:: Texto de leitura ::

Para Eduardo Pazuello, o general chamado por Bolsonaro para fazer mais e melhor que seus antecessores médicos, sol, felicidade, boa alimentação e esporte combatem COVID-19 – prescrição que nem ele, infectado também pelo vírus, aparenta praticar. Basta olhá-lo.
O culto à ignorância e ao atraso é mal endêmico no Brasil.
O país idílico dos ortodoxos
Como a miséria e suas implicações estão “normalizadas”, a maioria, inclusive os pobres, não nota o agravamento social. Essa é a única realidade que conhecem, e os mais afortunados a ignoram, alguns até provavelmente sinceros. O ministro Paulo Guedes se disse surpreso com o tamanho da população que vive na informalidade, os 67 milhões habilitados a receber o auxílio emergencial, expirado em dezembro.
Como Guedes, o grosso dos economistas ouvidos pela imprensa também não se importa em saber como vivem os mais 70% da população adulta com renda abaixo de cinco SM, os mais afetados pela pandemia.

:::
:: Conteúdo dos registros ::

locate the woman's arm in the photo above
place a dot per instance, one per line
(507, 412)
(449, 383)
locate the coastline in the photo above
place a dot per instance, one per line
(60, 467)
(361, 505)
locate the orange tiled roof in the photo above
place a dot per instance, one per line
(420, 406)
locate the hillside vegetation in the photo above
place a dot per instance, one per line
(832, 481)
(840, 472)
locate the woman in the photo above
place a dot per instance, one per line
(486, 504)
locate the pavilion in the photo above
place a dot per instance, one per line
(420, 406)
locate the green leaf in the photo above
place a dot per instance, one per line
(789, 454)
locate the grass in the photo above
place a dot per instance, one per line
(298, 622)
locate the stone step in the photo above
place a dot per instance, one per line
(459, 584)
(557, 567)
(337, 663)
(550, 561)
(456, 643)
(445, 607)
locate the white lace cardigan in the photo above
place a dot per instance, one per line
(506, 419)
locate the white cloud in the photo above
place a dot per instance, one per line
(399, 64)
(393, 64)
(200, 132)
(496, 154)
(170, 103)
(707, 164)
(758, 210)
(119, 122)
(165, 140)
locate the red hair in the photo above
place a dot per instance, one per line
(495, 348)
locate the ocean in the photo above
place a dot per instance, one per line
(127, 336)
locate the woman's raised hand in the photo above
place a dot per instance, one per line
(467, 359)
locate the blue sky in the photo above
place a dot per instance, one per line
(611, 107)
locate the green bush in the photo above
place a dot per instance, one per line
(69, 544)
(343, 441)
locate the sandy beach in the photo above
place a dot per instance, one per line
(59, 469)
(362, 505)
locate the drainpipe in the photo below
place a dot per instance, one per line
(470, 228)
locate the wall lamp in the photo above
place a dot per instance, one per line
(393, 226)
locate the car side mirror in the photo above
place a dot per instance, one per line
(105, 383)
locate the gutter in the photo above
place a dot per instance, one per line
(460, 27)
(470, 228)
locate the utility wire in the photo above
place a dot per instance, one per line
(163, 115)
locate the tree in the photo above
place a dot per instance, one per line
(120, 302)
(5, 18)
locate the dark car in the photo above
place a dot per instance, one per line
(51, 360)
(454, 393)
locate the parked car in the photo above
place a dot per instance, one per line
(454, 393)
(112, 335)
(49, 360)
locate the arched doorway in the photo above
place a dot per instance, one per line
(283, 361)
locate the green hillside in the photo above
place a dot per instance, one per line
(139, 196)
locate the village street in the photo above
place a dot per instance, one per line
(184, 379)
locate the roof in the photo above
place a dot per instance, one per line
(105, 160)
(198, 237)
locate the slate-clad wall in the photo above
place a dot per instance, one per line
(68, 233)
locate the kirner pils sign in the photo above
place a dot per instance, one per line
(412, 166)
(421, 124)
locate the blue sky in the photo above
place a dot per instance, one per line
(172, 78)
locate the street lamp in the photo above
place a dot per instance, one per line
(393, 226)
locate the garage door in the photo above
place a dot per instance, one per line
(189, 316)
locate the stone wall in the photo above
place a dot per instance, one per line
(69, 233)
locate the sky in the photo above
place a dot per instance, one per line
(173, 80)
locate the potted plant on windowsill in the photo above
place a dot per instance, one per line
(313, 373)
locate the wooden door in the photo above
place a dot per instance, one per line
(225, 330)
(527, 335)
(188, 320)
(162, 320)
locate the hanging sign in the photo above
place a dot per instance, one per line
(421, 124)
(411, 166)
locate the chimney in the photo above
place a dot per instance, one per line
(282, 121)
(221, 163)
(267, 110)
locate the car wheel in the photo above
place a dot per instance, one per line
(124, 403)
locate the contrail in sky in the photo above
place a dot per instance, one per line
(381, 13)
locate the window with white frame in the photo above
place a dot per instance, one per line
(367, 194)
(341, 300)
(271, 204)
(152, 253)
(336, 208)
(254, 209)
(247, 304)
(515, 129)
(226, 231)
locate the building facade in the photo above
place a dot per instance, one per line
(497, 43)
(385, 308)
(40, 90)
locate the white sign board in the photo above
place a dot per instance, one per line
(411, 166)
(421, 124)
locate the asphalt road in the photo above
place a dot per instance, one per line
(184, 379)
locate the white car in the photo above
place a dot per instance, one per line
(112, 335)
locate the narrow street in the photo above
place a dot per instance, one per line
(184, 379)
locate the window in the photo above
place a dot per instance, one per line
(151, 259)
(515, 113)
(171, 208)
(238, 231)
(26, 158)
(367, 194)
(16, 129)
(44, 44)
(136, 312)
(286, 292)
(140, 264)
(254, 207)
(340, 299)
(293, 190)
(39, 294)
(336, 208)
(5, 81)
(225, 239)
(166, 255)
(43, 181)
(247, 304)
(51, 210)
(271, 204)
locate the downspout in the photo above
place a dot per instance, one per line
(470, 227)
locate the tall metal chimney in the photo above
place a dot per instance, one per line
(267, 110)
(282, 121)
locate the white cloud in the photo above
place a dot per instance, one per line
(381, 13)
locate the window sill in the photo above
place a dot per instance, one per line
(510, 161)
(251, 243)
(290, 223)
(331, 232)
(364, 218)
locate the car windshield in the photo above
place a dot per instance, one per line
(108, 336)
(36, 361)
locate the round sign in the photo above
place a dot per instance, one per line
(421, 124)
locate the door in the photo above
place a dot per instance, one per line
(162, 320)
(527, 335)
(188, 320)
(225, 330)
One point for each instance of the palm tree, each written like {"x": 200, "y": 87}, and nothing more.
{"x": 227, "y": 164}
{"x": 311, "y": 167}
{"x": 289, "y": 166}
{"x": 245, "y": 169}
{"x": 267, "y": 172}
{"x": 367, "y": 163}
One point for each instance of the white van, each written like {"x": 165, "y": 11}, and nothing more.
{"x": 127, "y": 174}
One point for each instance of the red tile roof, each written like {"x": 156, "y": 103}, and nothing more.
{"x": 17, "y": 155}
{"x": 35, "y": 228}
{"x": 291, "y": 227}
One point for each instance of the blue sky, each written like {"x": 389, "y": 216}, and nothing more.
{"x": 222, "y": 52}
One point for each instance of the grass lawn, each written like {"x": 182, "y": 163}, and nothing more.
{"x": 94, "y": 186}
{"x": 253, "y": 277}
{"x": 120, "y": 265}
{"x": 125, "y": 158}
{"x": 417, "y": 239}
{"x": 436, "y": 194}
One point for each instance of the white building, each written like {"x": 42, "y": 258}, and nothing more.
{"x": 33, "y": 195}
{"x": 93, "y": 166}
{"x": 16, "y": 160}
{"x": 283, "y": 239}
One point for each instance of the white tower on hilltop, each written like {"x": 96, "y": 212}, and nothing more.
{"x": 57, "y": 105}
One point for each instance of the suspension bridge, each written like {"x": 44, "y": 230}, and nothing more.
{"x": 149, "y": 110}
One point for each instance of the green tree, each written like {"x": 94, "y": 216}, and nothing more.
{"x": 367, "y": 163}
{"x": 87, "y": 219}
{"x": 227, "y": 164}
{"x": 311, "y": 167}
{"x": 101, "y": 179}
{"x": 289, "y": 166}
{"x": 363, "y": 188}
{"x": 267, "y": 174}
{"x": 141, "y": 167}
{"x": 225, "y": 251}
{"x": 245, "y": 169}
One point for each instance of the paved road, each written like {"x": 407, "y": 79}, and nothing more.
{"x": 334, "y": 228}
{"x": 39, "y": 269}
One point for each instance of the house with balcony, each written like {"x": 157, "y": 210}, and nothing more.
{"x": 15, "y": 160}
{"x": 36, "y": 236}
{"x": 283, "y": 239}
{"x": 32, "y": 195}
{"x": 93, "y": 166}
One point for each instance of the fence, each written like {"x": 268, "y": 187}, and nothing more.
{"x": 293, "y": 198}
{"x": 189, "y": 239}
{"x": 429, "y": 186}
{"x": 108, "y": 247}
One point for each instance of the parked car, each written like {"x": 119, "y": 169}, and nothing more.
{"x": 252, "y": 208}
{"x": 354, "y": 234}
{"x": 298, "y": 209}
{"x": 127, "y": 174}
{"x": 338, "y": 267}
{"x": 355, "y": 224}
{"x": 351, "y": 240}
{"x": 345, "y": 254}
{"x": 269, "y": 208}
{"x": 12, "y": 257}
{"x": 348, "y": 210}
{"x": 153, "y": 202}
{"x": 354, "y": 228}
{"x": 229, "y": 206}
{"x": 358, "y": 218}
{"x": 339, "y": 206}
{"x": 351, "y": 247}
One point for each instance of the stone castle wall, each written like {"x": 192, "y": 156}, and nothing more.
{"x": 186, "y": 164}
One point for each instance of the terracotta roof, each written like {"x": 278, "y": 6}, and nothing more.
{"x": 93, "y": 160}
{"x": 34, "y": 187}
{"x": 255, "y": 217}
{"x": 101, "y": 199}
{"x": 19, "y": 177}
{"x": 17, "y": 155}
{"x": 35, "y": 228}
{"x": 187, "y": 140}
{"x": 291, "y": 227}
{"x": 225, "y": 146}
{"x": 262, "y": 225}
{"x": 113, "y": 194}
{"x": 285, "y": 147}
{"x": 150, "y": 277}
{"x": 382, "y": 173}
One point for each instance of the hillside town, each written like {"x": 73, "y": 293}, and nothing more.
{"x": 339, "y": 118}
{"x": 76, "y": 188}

:::

Transcreva na íntegra o texto de leitura sobre a pandemia e a desigualdade no Brasil, sem alterar nenhuma palavra. Os registros não são necessários aqui.

Resultado da tarefa =>
Para Eduardo Pazuello, o general chamado por Bolsonaro para fazer mais e melhor que seus antecessores médicos, sol, felicidade, boa alimentação e esporte combatem COVID-19 – prescrição que nem ele, infectado também pelo vírus, aparenta praticar. Basta olhá-lo.
O culto à ignorância e ao atraso é mal endêmico no Brasil.
O país idílico dos ortodoxos
Como a miséria e suas implicações estão “normalizadas”, a maioria, inclusive os pobres, não nota o agravamento social. Essa é a única realidade que conhecem, e os mais afortunados a ignoram, alguns até provavelmente sinceros. O ministro Paulo Guedes se disse surpreso com o tamanho da população que vive na informalidade, os 67 milhões habilitados a receber o auxílio emergencial, expirado em dezembro.
Como Guedes, o grosso dos economistas ouvidos pela imprensa também não se importa em saber como vivem os mais 70% da população adulta com renda abaixo de cinco SM, os mais afetados pela pandemia.